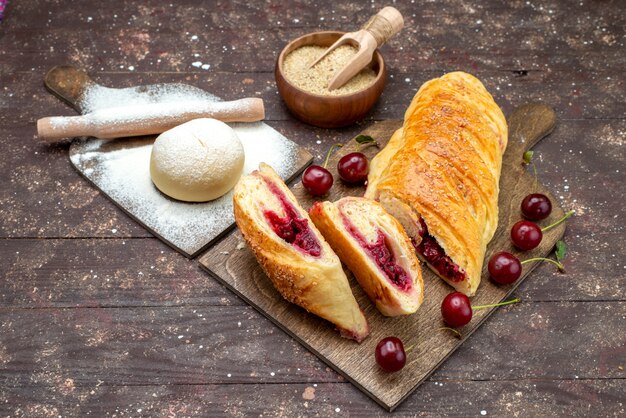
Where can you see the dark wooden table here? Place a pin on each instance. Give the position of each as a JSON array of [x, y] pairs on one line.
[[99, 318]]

--

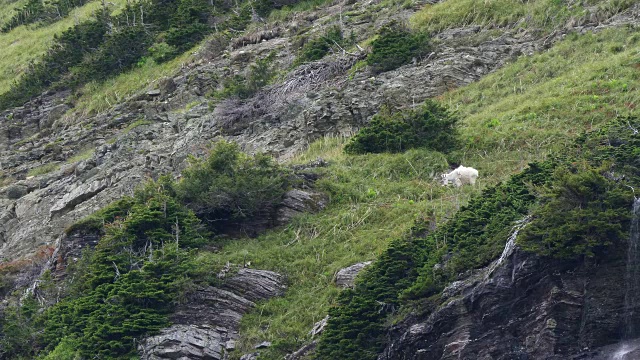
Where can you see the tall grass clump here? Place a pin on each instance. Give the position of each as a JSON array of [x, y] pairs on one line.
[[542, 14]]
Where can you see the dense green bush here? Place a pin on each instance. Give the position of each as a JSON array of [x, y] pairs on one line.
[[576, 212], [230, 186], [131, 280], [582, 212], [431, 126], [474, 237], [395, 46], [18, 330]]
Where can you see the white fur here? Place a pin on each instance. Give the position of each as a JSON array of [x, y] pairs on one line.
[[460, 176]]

* **Problem requirements**:
Please retype, without any changes, the part of the records that opens with the line containing "Where can you see the white" and closes with the line containing "[[460, 176]]", both of those lines included.

* **Output for this exercise**:
Where can you see the white fur here? Place a pin on each instance. Give the position of each as a JSON array of [x, y] pairs on one line.
[[460, 176]]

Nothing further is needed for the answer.